- AIM OF THE TASK
Repeat verbatim the lines of the data below, beginning with the line containing "of the black" and continuing to the end.

━━━━━ SUPPLIED INFORMATION

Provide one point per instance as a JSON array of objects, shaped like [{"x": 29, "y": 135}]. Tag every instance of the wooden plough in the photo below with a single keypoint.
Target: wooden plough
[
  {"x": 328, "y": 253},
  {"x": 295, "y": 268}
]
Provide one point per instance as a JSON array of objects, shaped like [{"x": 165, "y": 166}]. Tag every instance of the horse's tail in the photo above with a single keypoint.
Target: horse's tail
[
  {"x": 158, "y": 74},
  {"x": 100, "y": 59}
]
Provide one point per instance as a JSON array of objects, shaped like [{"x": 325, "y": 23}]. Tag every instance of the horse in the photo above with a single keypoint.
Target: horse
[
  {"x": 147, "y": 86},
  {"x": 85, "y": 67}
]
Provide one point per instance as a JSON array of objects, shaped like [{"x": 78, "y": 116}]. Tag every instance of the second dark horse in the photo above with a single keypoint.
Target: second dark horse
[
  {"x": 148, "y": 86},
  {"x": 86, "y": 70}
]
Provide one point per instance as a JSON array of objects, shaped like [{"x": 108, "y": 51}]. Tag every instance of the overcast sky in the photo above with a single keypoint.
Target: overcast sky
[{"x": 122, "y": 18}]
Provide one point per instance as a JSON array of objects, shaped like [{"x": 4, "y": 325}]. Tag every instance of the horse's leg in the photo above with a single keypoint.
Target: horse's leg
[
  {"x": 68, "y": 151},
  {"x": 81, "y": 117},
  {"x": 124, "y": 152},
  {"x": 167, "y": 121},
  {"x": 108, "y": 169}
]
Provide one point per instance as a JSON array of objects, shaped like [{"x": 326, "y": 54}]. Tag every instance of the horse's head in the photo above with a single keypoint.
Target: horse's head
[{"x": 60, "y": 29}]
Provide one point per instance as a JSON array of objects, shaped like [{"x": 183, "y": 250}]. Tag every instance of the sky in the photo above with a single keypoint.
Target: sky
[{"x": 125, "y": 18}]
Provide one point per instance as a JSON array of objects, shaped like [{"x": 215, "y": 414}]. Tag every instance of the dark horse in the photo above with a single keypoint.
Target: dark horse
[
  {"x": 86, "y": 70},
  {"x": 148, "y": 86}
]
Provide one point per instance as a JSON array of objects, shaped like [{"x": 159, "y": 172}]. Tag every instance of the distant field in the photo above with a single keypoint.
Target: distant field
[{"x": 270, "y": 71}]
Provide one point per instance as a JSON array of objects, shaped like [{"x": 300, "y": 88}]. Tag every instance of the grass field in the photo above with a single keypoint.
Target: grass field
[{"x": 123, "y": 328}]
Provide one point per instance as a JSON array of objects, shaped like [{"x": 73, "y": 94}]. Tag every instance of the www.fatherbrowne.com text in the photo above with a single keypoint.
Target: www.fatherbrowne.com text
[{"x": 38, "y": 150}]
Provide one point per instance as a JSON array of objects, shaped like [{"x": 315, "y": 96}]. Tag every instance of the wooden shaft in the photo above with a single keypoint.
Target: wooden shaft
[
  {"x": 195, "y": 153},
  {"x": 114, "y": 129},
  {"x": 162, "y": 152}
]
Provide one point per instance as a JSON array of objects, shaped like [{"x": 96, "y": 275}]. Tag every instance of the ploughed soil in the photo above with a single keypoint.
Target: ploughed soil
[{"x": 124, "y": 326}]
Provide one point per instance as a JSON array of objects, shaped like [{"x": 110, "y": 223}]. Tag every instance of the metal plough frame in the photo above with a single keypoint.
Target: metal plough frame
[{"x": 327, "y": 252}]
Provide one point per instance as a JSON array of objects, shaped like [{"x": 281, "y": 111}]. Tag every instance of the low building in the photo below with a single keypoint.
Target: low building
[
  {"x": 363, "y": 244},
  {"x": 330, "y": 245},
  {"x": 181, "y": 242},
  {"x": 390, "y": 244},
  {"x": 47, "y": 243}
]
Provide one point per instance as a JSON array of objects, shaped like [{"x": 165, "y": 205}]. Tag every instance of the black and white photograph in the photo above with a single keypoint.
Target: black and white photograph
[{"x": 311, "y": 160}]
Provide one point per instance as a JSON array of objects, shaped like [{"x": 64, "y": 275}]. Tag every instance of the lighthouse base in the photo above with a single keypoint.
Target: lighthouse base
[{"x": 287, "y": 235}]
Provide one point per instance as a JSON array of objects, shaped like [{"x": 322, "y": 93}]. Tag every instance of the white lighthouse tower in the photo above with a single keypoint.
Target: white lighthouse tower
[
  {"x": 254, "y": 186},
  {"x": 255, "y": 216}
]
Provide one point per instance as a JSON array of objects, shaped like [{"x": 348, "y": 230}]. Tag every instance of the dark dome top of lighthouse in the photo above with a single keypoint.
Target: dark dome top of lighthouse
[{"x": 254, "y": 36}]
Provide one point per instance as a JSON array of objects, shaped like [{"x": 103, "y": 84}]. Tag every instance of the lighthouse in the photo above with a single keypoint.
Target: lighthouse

━━━━━━━━━━

- EXERCISE RESULT
Provide one point per instance as a JSON array of objects, shaped like [{"x": 165, "y": 205}]. Tag every instance of the black and white photograph in the photo above with a single keypoint.
Target: black and white photograph
[{"x": 311, "y": 160}]
Provide one point per instance as a JSON array of objects, shaped like [{"x": 64, "y": 275}]. Tag every instance of the lighthouse base in the photo above with a single keypoint.
Target: lighthouse base
[{"x": 287, "y": 235}]
Provide one point per instance as a JSON array of objects, shaped like [{"x": 322, "y": 93}]. Tag every instance of the white lighthouse tower in the photo above with a single keypoint.
Target: white lighthouse tower
[
  {"x": 254, "y": 186},
  {"x": 255, "y": 216}
]
Provide one point per instance as a JSON array of objects, shaped like [{"x": 348, "y": 230}]. Tag every instance of the dark dome top of lighthouse in the photo above with a single keypoint.
Target: dark dome top of lighthouse
[{"x": 254, "y": 36}]
Provide one point per instance as a JSON array of objects, shaped like [{"x": 103, "y": 84}]. Tag every instance of the lighthouse in the photo above with a single keypoint.
Target: lighthouse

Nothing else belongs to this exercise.